I've got a real-time image processing program I'm trying to optimize, and it all boils down to matrix multiplications. Consider 3 tensors I'm calculating in the initialization stage:
A = np.arange(35 * 51 * 59).reshape([35, 51, 59])
B = np.arange(37 * 51 * 51 * 59).reshape([37, 51, 51, 59])
C = np.arange(59 * 27).reshape([59, 27])
Each frame, I'm getting a new data in the form of a fourth tensor:
M = np.arange(35 * 37 * 59).reshape([35, 37, 59])
.
Currently, I'm calculating D = np.einsum('xyf,xtf,ytpf,fr->tpr', M, A, B, C)
, where D
is my desired result, and it's the major bottleneck of the program. There are two directions I'm trying to follow in order to optimize it.
First I tried coming up with a tensor T
, a function of A, B, C, D
that I can pre-calculate, and then it'll all boil to D = np.tensordot(M, T, axes=..)
. I wasn't successful. I spent a lot of time on it, is it even possible at all?
Moreover, the program itself is written in MATLAB. As it doesn't have a built-in tensor multiplication function (einsum
or tensordot
equivilent), I'm currently using the tprod
toolbox, and doing:
temp1 = etprod('dcb', A, 'abc', M, 'adc');
temp2 = etprod('dbc', B, 'abcd', temp1, 'adb');
D = etprod('cdb', C, 'ab', temp2, 'acd');
As the default dot product function in MATLAB (for 2D matrices) is much faster then etprod
, I though about reshaping A, B, C, D
to 2D arrays in a way that I will able to multiple 2D matrices using the default function, without hand-written for
loops. I wasn't successful with that either.
Any thoughts? thanks!

◆ **RECORD SET**:
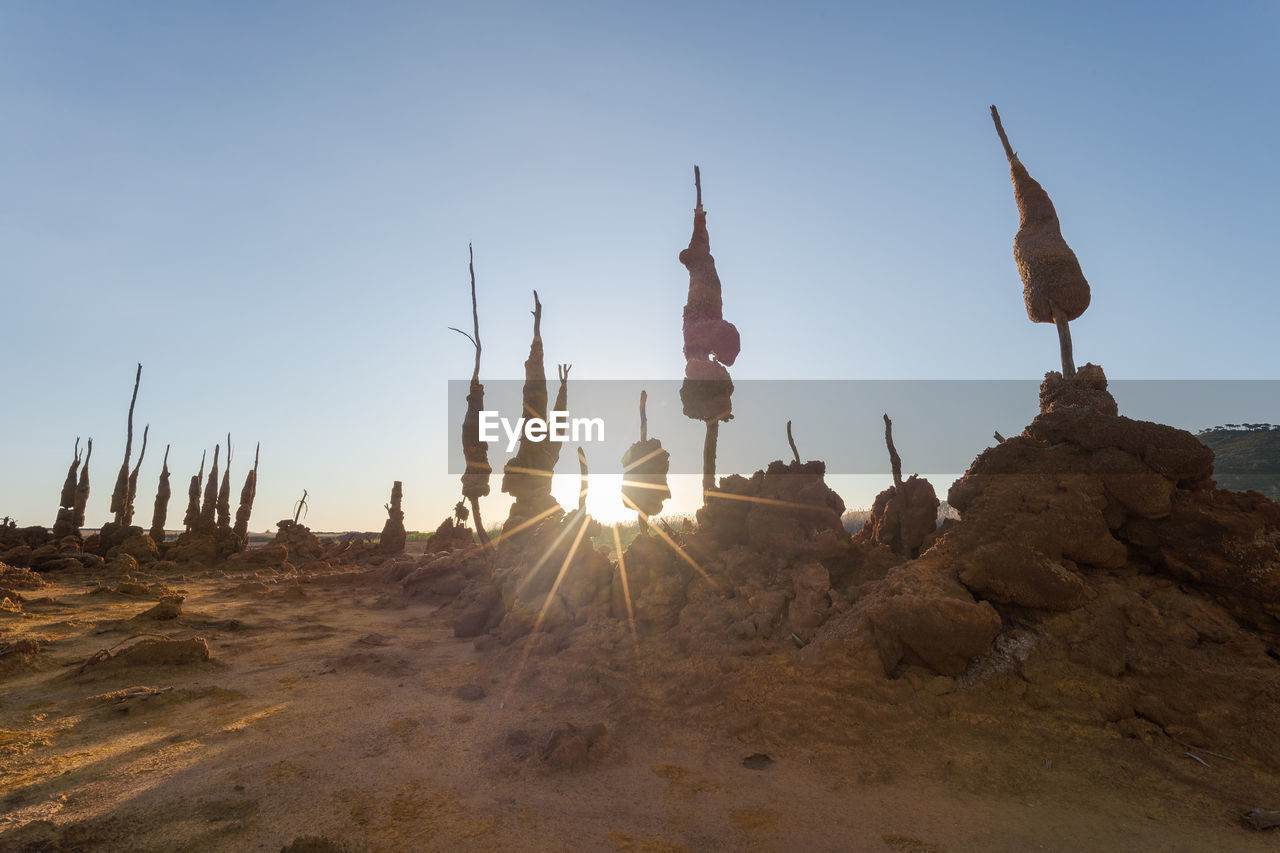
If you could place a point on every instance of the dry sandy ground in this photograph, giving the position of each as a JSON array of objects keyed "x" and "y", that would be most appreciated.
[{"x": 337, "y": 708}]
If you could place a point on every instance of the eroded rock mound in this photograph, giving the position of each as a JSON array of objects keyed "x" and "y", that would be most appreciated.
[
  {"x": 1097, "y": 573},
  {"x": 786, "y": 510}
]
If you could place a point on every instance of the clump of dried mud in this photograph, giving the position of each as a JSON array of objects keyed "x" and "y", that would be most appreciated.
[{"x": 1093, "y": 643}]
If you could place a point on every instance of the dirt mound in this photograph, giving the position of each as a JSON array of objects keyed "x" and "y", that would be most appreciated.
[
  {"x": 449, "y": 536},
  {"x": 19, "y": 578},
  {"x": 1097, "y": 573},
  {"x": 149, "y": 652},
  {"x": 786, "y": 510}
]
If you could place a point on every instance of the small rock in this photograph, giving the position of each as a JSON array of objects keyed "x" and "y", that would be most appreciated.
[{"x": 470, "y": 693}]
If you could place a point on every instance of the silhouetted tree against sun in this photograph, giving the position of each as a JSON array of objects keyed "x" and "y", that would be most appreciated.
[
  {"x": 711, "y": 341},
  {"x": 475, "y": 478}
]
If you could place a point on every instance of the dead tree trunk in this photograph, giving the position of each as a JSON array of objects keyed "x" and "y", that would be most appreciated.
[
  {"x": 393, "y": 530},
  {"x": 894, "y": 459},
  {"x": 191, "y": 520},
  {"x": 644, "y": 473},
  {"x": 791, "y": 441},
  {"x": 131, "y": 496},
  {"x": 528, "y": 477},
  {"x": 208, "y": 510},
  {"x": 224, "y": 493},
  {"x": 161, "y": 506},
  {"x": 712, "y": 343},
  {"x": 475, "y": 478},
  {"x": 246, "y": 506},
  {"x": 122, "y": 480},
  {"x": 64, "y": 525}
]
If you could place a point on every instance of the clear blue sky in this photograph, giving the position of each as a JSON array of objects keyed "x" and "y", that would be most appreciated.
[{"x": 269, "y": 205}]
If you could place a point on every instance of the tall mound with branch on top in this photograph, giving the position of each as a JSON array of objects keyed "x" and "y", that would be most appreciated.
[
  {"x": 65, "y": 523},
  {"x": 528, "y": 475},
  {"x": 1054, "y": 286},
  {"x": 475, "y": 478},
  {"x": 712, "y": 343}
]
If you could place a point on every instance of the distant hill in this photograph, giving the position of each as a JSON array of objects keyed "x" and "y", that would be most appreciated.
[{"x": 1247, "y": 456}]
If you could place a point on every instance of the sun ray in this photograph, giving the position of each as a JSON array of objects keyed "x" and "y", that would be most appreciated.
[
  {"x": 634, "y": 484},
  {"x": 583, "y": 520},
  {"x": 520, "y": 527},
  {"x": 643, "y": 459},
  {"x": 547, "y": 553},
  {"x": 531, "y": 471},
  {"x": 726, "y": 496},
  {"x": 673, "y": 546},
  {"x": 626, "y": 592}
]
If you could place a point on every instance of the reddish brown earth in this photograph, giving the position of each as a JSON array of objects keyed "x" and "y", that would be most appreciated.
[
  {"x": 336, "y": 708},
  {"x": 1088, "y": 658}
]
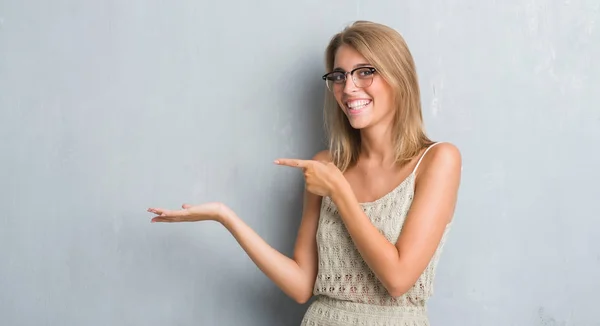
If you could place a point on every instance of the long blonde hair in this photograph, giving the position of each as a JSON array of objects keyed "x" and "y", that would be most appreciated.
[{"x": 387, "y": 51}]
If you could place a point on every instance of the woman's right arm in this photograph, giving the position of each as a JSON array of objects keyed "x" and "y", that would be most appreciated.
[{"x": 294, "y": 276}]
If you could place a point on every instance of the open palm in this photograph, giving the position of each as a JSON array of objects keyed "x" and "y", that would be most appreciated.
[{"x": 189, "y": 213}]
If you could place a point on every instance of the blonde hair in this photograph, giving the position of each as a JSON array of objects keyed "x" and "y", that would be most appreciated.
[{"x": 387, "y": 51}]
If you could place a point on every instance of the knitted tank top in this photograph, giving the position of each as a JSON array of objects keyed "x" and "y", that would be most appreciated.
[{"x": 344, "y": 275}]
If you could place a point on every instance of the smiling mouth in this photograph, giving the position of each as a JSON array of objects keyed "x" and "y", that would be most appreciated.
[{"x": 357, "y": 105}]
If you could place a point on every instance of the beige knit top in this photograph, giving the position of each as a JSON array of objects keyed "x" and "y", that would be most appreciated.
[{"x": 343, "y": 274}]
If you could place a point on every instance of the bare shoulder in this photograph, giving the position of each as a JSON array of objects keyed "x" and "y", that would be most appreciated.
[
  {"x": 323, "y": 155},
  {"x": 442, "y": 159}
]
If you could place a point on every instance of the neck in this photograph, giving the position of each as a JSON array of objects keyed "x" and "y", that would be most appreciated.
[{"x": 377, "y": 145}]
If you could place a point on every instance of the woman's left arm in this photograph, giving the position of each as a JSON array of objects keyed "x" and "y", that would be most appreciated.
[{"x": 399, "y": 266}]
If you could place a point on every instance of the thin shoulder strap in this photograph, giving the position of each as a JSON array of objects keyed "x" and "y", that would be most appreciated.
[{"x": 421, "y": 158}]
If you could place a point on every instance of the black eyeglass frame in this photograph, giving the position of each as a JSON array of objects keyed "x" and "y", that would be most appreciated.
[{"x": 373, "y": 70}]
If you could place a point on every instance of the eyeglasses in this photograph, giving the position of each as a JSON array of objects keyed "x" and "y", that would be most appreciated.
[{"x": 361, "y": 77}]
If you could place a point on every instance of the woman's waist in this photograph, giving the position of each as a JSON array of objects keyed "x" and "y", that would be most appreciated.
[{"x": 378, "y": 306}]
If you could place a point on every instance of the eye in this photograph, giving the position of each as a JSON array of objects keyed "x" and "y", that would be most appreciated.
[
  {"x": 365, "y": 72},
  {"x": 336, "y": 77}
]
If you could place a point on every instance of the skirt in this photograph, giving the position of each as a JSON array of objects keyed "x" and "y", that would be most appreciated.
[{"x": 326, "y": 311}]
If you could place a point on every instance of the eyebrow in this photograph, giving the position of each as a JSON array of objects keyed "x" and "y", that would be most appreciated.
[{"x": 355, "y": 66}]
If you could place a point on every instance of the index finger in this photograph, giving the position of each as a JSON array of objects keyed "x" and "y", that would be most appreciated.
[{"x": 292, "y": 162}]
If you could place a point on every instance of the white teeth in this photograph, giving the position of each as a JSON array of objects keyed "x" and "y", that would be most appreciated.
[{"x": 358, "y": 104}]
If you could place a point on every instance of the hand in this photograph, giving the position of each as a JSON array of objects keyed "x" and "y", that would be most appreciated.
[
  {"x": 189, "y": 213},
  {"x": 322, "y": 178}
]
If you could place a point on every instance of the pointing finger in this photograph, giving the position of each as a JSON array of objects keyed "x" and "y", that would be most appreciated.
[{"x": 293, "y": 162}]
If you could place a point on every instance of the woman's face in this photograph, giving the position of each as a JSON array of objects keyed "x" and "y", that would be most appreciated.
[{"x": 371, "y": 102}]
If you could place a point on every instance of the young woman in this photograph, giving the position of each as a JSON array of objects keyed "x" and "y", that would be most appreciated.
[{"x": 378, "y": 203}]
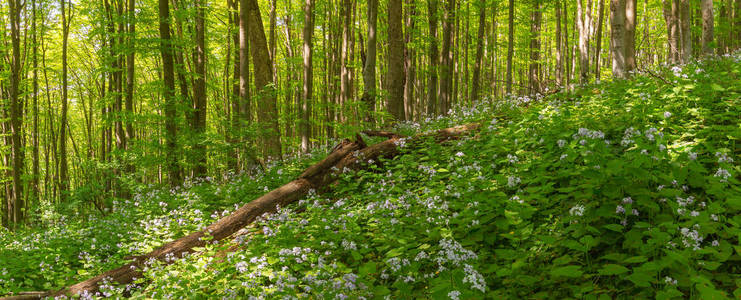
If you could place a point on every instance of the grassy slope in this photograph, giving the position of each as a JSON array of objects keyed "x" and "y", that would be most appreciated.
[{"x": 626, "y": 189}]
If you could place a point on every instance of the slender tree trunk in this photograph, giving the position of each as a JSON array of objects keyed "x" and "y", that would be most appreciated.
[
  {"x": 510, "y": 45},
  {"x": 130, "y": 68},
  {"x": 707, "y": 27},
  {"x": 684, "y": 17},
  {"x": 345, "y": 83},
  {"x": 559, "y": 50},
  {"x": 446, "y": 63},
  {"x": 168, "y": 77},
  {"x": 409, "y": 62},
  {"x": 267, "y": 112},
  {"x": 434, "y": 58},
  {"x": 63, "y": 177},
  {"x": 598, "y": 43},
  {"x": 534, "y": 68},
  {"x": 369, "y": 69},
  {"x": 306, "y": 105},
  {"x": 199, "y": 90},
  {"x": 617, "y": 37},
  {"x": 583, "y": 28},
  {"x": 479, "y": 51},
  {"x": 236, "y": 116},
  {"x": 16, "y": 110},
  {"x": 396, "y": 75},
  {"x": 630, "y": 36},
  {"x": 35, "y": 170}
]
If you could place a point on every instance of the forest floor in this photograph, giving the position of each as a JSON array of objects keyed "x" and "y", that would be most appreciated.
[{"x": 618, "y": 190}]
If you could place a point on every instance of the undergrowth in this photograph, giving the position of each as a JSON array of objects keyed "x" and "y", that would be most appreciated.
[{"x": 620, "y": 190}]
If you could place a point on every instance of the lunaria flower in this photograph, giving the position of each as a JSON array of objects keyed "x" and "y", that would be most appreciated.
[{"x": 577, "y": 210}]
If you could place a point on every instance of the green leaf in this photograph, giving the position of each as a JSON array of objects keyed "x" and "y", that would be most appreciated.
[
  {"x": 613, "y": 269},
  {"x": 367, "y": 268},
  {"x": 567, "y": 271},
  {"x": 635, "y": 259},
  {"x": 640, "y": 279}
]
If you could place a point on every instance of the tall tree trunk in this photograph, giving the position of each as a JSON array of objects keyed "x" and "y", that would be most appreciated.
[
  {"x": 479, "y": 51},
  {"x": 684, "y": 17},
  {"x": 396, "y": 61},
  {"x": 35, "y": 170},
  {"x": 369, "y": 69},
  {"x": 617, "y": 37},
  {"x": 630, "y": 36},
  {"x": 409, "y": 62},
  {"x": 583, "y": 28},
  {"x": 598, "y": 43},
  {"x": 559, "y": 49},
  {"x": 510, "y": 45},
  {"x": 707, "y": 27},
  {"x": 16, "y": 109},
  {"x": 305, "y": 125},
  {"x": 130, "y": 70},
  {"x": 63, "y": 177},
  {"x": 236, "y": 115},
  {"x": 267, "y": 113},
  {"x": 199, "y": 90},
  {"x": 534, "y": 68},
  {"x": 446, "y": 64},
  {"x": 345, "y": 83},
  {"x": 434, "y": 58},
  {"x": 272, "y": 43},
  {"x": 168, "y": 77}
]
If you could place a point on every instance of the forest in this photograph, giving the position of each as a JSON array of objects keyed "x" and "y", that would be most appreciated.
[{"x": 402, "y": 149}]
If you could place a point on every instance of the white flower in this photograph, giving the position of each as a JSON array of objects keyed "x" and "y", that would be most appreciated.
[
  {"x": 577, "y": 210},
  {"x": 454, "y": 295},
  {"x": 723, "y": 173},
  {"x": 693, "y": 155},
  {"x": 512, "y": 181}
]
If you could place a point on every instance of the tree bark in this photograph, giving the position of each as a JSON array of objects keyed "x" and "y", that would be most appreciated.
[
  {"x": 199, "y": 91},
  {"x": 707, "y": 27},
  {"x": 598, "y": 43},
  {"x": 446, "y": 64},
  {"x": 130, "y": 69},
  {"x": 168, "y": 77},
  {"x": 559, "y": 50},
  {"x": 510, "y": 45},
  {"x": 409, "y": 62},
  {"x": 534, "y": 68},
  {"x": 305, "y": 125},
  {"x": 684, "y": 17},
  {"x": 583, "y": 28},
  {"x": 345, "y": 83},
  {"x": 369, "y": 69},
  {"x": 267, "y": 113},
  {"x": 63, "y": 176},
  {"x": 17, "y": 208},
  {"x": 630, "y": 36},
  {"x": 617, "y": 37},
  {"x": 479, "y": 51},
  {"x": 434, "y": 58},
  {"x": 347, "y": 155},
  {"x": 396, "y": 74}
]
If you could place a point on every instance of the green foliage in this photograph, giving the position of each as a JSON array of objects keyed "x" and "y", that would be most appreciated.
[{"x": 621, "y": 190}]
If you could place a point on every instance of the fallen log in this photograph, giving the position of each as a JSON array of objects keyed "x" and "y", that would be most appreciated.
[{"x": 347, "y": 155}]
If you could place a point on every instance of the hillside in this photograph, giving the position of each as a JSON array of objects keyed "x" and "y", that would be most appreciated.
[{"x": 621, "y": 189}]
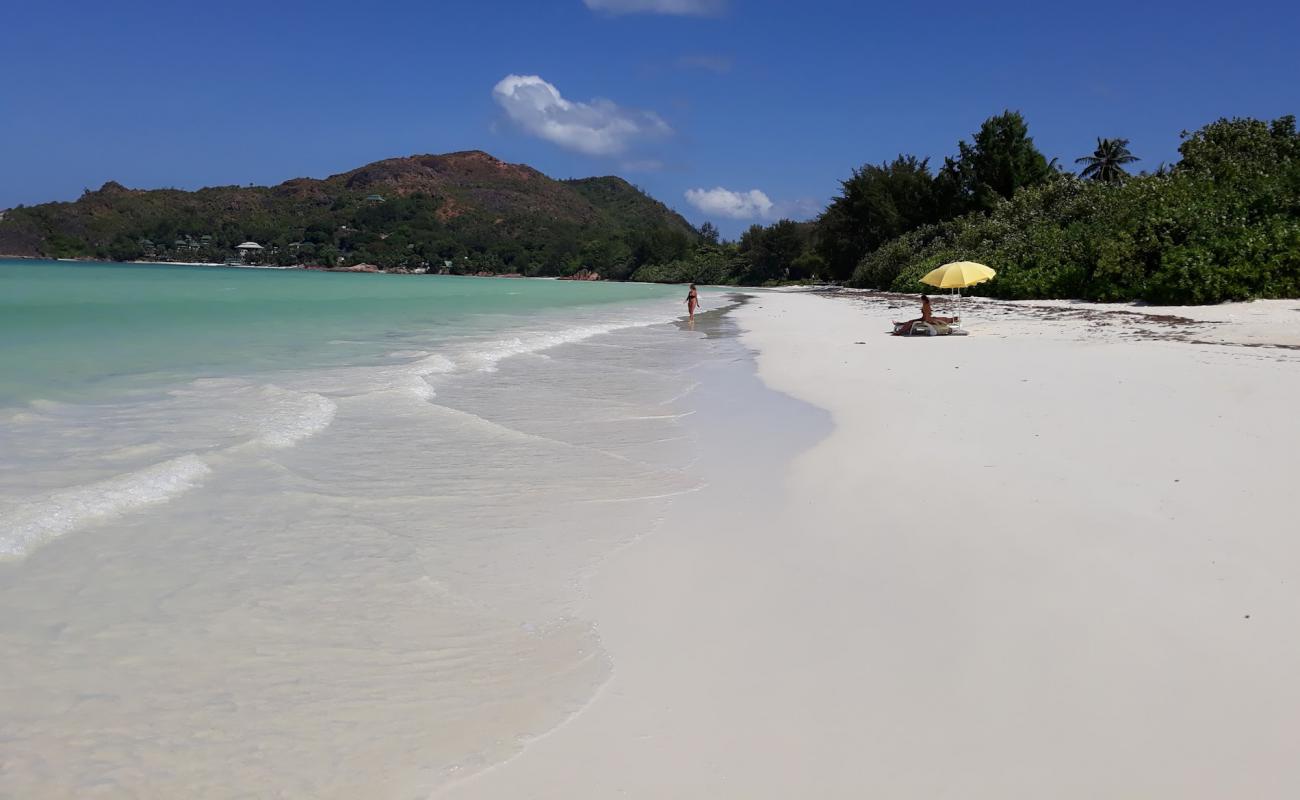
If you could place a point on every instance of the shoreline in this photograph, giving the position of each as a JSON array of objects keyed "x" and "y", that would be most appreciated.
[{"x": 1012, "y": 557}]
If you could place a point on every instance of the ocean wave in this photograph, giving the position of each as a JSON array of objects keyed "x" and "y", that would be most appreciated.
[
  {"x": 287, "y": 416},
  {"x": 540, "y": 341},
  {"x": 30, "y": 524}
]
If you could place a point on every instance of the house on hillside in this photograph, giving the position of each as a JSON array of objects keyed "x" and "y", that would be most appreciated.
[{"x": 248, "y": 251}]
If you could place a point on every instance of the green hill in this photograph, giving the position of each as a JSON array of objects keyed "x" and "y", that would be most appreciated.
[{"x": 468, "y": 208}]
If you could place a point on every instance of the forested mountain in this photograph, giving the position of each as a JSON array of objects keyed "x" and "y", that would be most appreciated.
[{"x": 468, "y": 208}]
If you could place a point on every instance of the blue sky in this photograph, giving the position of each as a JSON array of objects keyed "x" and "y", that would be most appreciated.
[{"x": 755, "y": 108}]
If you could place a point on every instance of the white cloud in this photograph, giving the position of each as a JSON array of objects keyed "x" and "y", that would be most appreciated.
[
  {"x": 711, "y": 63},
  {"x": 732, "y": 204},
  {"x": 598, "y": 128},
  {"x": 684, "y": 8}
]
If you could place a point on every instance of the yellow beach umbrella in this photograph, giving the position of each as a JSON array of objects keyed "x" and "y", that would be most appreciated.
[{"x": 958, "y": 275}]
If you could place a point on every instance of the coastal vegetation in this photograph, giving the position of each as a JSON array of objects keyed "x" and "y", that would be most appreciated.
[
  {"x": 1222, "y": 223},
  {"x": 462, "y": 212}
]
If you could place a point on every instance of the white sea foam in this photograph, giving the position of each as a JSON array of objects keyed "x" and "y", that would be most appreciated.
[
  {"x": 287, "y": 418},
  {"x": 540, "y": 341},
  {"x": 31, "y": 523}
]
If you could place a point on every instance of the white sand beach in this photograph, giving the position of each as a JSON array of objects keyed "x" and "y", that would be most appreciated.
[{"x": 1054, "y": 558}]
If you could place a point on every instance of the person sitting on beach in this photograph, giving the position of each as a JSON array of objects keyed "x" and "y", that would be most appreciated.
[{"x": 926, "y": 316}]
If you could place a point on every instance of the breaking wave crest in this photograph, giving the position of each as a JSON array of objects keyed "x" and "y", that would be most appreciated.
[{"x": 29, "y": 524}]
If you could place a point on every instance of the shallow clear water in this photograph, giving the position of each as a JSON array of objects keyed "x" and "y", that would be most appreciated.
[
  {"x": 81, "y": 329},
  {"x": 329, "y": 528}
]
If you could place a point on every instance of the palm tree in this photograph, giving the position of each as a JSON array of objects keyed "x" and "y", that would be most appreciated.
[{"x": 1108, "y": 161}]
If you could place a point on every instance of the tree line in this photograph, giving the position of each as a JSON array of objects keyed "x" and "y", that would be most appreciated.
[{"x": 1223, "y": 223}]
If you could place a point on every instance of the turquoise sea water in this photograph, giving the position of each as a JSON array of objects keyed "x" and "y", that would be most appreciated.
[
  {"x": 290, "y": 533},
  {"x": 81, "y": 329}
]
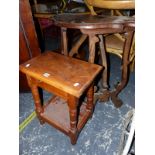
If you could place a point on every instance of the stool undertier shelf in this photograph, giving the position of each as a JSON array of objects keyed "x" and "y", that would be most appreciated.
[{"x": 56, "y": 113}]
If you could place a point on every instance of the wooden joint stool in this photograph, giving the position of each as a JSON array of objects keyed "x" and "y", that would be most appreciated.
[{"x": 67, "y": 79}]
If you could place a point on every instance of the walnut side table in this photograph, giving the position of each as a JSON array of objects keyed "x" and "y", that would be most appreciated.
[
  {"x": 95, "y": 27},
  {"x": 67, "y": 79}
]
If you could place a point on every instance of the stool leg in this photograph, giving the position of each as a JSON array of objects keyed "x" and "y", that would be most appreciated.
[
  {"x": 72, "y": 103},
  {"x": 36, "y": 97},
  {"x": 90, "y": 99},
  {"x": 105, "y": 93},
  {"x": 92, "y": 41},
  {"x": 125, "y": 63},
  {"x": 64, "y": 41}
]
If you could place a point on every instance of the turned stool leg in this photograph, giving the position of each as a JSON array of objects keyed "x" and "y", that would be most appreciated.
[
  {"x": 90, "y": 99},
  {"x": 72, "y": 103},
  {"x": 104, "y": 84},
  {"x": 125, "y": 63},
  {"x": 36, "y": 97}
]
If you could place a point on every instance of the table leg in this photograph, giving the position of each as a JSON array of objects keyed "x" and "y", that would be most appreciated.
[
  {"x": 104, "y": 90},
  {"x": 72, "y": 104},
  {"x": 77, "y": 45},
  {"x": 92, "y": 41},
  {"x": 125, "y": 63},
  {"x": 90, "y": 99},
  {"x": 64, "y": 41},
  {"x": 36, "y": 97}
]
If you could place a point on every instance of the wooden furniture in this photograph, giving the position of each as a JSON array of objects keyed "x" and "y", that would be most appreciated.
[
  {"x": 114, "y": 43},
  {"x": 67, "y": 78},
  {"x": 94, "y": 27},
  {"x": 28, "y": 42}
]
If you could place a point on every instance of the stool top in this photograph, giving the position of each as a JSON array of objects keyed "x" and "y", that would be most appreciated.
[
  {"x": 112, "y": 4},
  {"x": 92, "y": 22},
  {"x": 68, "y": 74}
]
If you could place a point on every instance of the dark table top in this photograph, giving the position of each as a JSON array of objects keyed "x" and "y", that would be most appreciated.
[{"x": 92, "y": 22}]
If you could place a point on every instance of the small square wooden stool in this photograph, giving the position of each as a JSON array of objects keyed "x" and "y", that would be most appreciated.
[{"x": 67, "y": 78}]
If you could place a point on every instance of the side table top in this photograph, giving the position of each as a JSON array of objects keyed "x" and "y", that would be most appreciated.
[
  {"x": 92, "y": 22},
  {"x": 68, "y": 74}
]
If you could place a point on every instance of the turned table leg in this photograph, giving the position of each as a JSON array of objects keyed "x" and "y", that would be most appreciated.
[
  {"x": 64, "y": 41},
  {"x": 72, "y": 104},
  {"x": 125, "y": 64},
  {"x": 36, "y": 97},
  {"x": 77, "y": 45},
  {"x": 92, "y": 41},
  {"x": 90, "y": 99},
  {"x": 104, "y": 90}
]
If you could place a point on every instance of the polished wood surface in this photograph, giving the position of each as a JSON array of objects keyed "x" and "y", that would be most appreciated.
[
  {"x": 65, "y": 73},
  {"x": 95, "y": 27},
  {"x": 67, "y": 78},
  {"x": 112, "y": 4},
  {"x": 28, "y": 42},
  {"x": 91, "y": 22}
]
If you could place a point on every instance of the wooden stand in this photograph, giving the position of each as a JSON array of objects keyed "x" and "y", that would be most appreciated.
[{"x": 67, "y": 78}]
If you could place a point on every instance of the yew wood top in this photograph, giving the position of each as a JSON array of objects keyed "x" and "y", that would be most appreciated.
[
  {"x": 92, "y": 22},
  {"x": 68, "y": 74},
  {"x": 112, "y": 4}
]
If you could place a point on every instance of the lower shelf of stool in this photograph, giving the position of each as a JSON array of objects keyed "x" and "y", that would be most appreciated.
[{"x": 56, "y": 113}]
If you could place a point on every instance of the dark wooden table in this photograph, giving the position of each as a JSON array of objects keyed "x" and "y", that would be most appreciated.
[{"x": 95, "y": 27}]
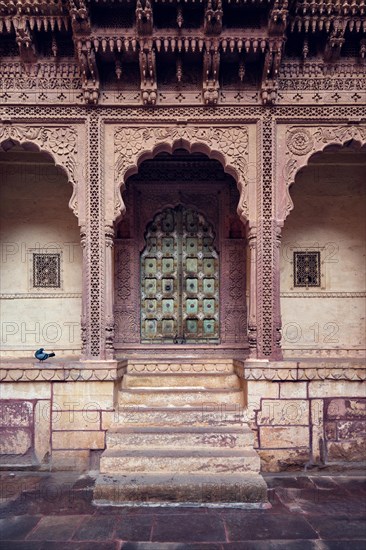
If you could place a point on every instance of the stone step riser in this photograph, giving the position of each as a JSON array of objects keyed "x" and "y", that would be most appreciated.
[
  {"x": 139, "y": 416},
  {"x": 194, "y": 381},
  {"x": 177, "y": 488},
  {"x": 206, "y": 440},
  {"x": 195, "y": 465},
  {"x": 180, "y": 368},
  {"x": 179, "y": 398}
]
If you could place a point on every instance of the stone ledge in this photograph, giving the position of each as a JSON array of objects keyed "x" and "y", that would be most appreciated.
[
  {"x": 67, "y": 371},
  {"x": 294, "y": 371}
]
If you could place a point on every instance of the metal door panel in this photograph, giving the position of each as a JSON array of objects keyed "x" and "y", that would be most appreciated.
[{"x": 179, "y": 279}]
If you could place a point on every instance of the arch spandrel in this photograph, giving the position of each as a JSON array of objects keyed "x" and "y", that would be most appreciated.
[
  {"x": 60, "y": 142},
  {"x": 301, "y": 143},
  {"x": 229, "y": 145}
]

◆ **TASKS TO CARRY OUT**:
1) Using the tensor multiplication post, state whether each claim agrees with it. Answer yes or no and quote the words that settle it.
(a) The program itself is written in MATLAB.
(b) The writer managed to find a tensor T that can be pre-calculated.
(c) MATLAB has a built-in equivalent of einsum.
2) Answer these from the tensor multiplication post.
(a) Which toolbox is used in MATLAB?
(b) What shape is C reshaped to?
(c) What comes in each frame?
3) Rewrite the paragraph of the tensor multiplication post that begins "As the default dot product function in MATLAB" in fewer words, keeping its main facts.
Answer using only the tensor multiplication post, not the listing.

◆ **TASK-BY-TASK SOLUTIONS**:
1)
(a) Yes: "the program itself is written in MATLAB"
(b) No: "I wasn't successful."
(c) No: "it doesn't have a built-in tensor multiplication function"

2)
(a) The tprod toolbox.
(b) [59, 27].
(c) New data in the form of a fourth tensor, M.

3) MATLAB's default dot product for 2D matrices is much faster than etprod. So the writer tried reshaping A, B, C, D into 2D arrays to use that function without hand-written for loops, but this also failed.